» **Instructions to follow**:
Every record must be given again word for word; no picture belongs in the copy.

BEGIN Provided material

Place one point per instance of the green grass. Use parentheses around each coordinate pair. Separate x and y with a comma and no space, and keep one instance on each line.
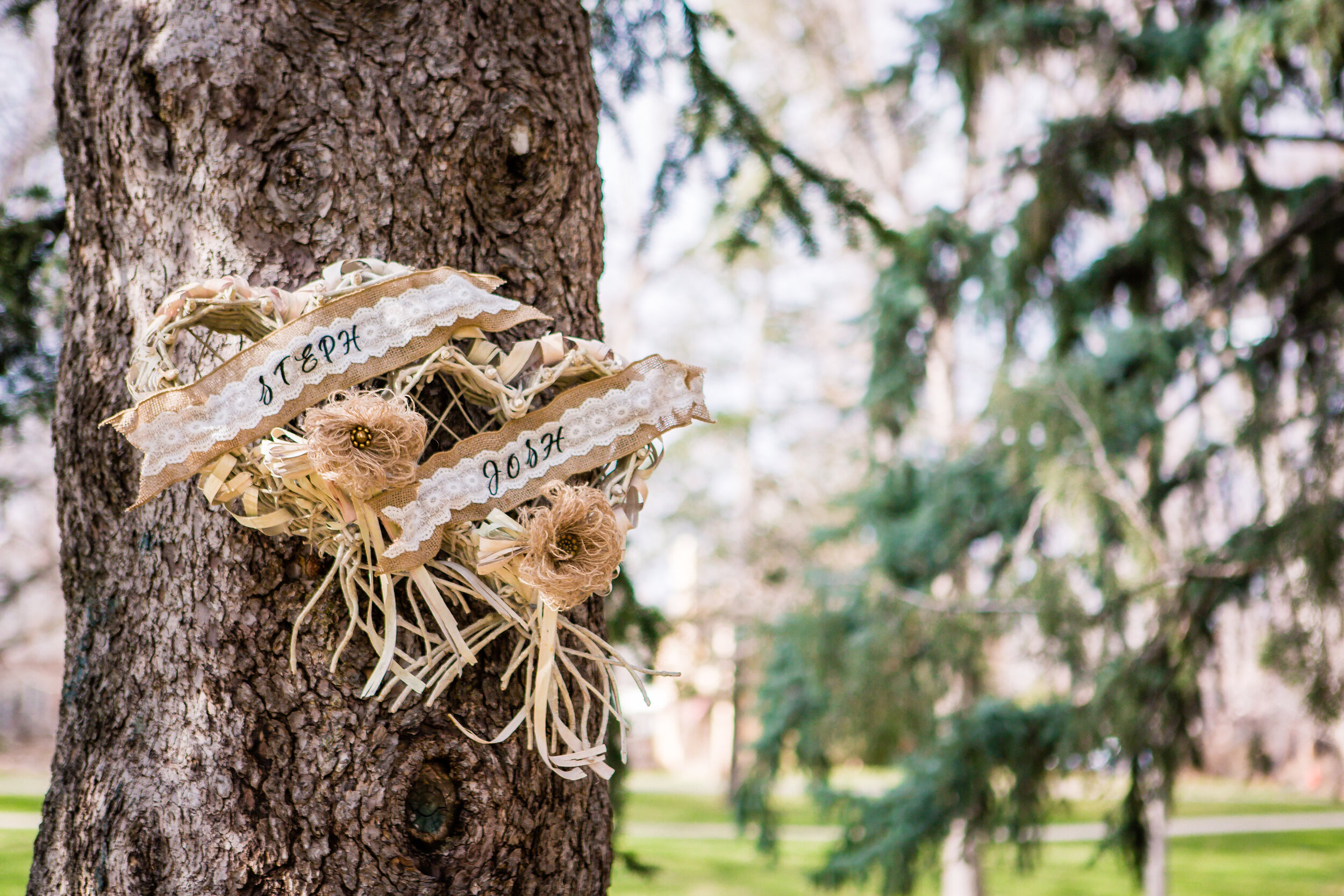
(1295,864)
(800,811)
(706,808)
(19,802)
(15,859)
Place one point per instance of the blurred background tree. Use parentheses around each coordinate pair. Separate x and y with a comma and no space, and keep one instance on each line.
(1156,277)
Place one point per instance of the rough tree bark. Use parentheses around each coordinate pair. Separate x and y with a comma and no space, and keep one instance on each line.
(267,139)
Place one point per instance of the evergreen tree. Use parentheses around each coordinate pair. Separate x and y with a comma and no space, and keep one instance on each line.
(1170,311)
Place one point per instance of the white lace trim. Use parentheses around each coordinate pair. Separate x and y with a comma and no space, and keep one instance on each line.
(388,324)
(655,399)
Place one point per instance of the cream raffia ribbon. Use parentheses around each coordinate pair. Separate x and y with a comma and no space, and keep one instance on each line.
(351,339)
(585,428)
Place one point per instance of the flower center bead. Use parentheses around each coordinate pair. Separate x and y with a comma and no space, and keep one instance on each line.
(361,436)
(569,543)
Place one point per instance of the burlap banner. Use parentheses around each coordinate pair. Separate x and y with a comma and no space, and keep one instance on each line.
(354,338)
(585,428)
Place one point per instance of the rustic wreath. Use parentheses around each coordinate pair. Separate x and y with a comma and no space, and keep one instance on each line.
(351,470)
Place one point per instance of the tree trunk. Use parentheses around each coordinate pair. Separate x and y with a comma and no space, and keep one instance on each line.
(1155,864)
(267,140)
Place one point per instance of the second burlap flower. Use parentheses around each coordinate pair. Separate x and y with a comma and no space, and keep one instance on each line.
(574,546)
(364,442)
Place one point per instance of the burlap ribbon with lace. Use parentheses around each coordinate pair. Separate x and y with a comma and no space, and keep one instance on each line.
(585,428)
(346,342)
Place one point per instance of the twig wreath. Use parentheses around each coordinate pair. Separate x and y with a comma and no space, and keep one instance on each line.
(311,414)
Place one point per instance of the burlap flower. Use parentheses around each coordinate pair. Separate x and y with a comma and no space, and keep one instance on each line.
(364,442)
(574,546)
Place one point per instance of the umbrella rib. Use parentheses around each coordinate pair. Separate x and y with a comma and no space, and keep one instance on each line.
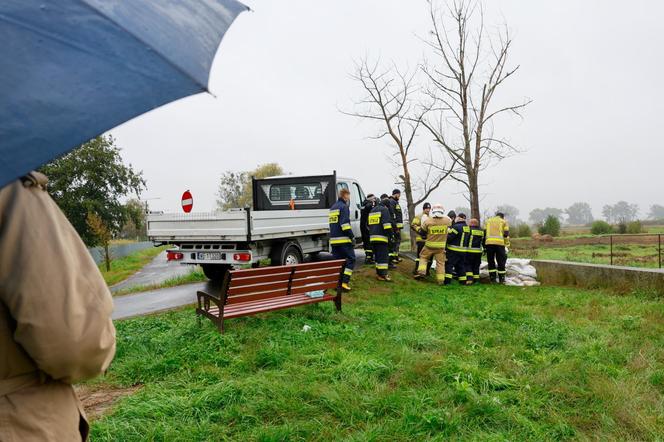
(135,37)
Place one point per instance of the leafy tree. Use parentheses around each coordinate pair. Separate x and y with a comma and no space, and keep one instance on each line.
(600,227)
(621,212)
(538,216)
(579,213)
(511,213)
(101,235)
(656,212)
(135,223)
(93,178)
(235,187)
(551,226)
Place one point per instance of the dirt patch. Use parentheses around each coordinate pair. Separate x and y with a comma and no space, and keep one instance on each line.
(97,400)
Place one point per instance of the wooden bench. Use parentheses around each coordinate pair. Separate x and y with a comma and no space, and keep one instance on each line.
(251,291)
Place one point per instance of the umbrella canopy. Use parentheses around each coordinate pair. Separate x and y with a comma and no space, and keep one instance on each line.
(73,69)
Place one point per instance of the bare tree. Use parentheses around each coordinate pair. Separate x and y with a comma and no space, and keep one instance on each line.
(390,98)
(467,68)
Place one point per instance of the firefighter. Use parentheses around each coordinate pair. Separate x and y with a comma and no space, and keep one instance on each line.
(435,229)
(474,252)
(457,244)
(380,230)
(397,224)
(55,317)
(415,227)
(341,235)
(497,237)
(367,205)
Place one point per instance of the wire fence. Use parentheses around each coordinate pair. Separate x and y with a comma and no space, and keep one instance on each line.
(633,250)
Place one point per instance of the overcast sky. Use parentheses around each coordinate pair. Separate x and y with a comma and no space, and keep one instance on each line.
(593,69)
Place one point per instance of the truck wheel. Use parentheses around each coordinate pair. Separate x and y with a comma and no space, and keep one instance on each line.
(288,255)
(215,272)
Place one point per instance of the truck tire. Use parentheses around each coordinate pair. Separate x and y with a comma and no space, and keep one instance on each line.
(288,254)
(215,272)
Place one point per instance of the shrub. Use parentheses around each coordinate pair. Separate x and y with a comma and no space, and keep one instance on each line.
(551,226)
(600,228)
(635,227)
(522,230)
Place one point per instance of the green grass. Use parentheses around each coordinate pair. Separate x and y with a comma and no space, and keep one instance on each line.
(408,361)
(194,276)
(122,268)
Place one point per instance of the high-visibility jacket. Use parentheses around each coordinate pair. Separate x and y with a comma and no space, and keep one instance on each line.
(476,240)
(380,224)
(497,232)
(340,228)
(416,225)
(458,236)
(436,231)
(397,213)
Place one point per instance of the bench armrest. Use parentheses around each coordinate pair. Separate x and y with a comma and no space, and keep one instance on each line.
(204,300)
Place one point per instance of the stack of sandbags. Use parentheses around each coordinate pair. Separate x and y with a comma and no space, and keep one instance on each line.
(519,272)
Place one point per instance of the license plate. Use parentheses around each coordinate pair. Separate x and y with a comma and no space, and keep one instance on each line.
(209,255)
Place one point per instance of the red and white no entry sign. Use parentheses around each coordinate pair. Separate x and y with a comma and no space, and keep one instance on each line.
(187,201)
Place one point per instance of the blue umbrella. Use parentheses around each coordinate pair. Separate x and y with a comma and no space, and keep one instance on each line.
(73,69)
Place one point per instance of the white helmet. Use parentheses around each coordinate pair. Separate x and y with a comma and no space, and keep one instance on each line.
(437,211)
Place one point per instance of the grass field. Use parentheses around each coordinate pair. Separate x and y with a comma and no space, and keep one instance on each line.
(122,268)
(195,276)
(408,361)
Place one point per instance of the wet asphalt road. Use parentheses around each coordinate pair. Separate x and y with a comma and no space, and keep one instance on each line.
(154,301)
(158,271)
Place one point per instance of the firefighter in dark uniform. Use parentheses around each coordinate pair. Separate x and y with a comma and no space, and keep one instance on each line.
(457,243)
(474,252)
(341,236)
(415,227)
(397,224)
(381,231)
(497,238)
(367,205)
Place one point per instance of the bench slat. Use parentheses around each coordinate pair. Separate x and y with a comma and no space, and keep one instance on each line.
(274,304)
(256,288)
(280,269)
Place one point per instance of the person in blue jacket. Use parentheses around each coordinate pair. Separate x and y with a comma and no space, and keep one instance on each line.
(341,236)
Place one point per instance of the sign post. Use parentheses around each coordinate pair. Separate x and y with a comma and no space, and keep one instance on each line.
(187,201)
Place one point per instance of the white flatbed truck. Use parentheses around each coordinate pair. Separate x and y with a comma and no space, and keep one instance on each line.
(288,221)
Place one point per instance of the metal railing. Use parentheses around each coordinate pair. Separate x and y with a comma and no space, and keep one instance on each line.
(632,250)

END Provided material

» **Answer for this exercise**:
Place one point per instance of the green grass. Use parentheses around each coordinate pair. Separate x and y with a comma and no space, and keep one instance on each line.
(1295,864)
(800,811)
(706,808)
(19,802)
(15,859)
Place one point per instance of the blurred background tree. Use parentheses around each coordinate pair. Separate x and y with a comma and no space, and keep one instance on each line.
(1156,277)
Place one point per instance of the rough tree bark. Use parentheses around each coordinate pair. Separate x and y with a comma and no space, and keep one instance on each line.
(267,139)
Place one point per instance of the evergreen tree. Use parentheses around each coordinate pair. Separate x and y with a comma and no space, and keep one instance on each line.
(1170,311)
Place one point per instance of the white lace trim. Use parentheses around each coordinate pair. Separate x and y with a comma and no space, and keep one instance on each line.
(388,324)
(655,399)
Place one point per instance of the cream raffia ribbon. Use parentheses around each coordinate pair. Separate x and y with a comma and no space, and keep one instance on each line.
(351,339)
(585,428)
Place one point per instance of the flower center bead. Use parentheses around each coordinate pair. Separate x and y with a comma and no space, and keep one instance on each line.
(361,436)
(569,543)
Place one point per instance of the burlap banner. Use parentheses around each coordinate pair. Separate x and y with a comma and no space, and keep one instance on each line.
(354,338)
(585,428)
Place one point per instance of the rustic wreath. Use parentheses around each coordinate pair. Separate x and y with a comma and no space, and keep one instance on each line.
(351,470)
Place one point per instance of the tree trunk. Use parentheses around each coordinate pair. Separate x and y with a comma and no space, and keep one instance on each line.
(1155,864)
(267,140)
Place one point per instance of the second burlap flower. Use parentheses around each coordinate pair. Separate x and y with a comma and no space, and keep one instance on each line.
(574,546)
(364,442)
Place one point per instance of the burlap ribbon with lace. Use parentheses around each coordinate pair. Separate x and y with a comma and no space, and keep one instance on each line.
(585,428)
(346,342)
Place one point per instance of the twig wreath. Use parentheses around each coordinate pair. Separate x and y with a comma and no space, and keep one instance on each line.
(311,414)
Place one point per instance of the burlap flower. Use parentheses around each coordinate pair. Separate x and y with a comma and no space, and keep one instance on each line.
(364,442)
(574,546)
Place one point per instance of the umbrella rib. Use parentheses around each coordinate pair. Separate x and y with a comma and no space, and keep one instance on each line.
(135,37)
Place one point per instance of the leafy tree. Use parentheses around each coordinate pair. Separate x and y with a comma and no space, and keep one instance on each line.
(600,227)
(621,212)
(538,216)
(579,213)
(511,213)
(101,235)
(656,212)
(135,223)
(93,178)
(235,187)
(551,226)
Place one point per instance of the dirt patch. Use parentheses around each coordinate pair. Separate x and y with a comma and no space, and keep one instance on each line.
(97,400)
Place one point per instance of the wooden bench. Use parentheses around each coordinate pair. Separate x and y with a comma and no space, and keep one instance on each line.
(251,291)
Place one point per instance of the umbrella canopy. Use parentheses around each coordinate pair. Separate x and y with a comma and no space, and keep one instance on each line.
(73,69)
Place one point per instance of the bare tree. Use parentheses around each coordinate pair. Separate x and y with a comma and no space, and keep one instance on each line.
(390,98)
(467,68)
Place one point per instance of the firefighter. Use parentheses around each coordinate pair. Separate x and y with a comma and no space, and keep one instance on each line.
(435,229)
(474,252)
(457,244)
(380,230)
(397,224)
(55,317)
(415,227)
(341,235)
(497,237)
(367,205)
Place one point per instance of the wire fence. Use parentheses around each coordinate pair. Separate x and y with a comma and no space, and keep one instance on each line.
(633,250)
Place one point per instance of the overcast sky. Use parentheses around each coordinate pair. Separate x and y with a comma and no space, and keep one instance on each line.
(593,69)
Place one point per instance of the truck wheel. Use parentheses around each coordinate pair. Separate x and y with a comma and no space, and keep one instance on each line.
(288,255)
(215,272)
Place one point per instance of the truck tire. Use parentheses around each coordinate pair. Separate x and y with a comma and no space, and keep one instance on each line.
(288,254)
(215,272)
Place one point per instance of the shrub. Use parentheses around each coordinate pair. Separate x and y with a comma and no space, and keep one instance on each line.
(551,226)
(600,228)
(635,227)
(522,230)
Place one point per instance of the green grass. Use parentheses around each coordinate pair. Separate x and y with a comma and no space, and keep one instance on each line.
(408,361)
(194,276)
(122,268)
Place one point per instance of the high-visibility jacket. Use parentheses around each coordinate pair. Separate x and y with a comma and no space, and keep one instance on each line.
(476,240)
(380,224)
(497,232)
(340,228)
(416,225)
(458,236)
(436,231)
(397,213)
Place one point per instance of the bench armrest. Use parentheses around each coordinate pair. Separate x and y with a comma and no space, and keep one instance on each line.
(204,300)
Place one point per instance of the stack of sandbags. Use parentheses around each coordinate pair. Separate x and y with a comma and no space, and keep one instance on each line.
(519,272)
Place one point per instance of the license plate. Use parentheses around each coordinate pair. Separate x and y with a comma and no space, and keep one instance on each line.
(209,255)
Place one point per instance of the red and white no entry sign. Use parentheses around each coordinate pair. Separate x and y with a comma and no space, and keep one instance on each line.
(187,201)
Place one point per instance of the blue umbrella. Use parentheses around each coordinate pair. Separate x and y with a comma and no space, and keep one instance on each line.
(73,69)
Place one point per instance of the white helmet. Use parentheses around each coordinate pair. Separate x and y with a comma and no space, and keep one instance on each line.
(437,211)
Place one point per instance of the grass field. Use parentheses around each coordinate pair. Separate x and y with a comma and no space, and keep one instance on each line.
(122,268)
(195,276)
(408,361)
Place one point per instance of the wet asphalt road. Use parentheses around each coordinate pair. Separate x and y with a comma and no space, and keep one instance on each line.
(154,301)
(158,271)
Place one point per instance of the firefighter in dark uniform. Use parentheses around each coordinate pair. Separate x and y with a comma and no space, and keep one instance on each line.
(457,243)
(474,252)
(341,236)
(415,227)
(397,224)
(381,231)
(497,238)
(367,205)
Place one point per instance of the bench slat. Use parentheses around each coordinate pair. Separate x and y with a comma and no space, and keep one instance on each line.
(274,304)
(256,288)
(280,269)
Place one point per instance of the person in blue jacket. Use parentheses around each coordinate pair. Separate x and y with a comma and no space, and keep one instance on each line.
(341,236)
Place one point per instance of the sign post. Use parentheses around each coordinate pair. Separate x and y with a comma and no space, and keep one instance on each line.
(187,201)
Place one point per instance of the white flatbed truck. Use parentheses around each coordinate pair. Separate x and y with a comma and no space, and keep one instance on each line.
(288,221)
Place one point per instance of the metal railing. Use parentheses around each coordinate pair. Separate x and y with a comma and no space, and keep one instance on each line.
(632,250)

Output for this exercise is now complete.